* begin Extracted information *

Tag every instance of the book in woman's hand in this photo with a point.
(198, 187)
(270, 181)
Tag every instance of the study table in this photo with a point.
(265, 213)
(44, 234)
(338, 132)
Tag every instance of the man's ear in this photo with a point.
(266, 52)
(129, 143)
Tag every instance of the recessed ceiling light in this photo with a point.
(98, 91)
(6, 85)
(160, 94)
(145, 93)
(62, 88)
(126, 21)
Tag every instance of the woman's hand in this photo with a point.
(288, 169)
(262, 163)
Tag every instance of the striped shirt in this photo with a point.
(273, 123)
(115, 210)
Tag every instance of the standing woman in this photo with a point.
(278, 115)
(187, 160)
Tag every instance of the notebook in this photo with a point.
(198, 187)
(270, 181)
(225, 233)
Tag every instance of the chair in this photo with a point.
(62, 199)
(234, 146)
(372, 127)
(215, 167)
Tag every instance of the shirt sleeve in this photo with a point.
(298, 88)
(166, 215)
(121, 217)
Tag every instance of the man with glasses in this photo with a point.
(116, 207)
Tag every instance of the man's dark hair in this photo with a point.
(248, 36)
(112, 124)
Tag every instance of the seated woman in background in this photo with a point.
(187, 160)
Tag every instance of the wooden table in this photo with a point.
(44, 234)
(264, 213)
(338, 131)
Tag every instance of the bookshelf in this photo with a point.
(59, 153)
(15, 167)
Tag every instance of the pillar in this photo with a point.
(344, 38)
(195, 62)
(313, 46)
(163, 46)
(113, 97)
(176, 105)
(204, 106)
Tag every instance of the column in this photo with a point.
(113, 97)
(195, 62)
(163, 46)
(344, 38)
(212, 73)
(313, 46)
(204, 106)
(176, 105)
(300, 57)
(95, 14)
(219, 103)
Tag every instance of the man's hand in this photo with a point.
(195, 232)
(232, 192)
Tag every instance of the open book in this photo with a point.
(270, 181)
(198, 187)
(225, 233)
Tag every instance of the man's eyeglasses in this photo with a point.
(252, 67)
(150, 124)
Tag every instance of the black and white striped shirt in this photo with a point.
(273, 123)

* end Extracted information *

● Direction
Can you reproduce the records from the line that has "Tag every instance of the man's eyeglasses" through the end of the records, replacing "eyeglasses" with "spectacles" and leaving everything else the same?

● Reply to the exercise
Tag every instance of the man's spectacles in this photo with a point.
(252, 67)
(150, 124)
Tag every instance of the black and white striped shirt in this photo with a point.
(273, 123)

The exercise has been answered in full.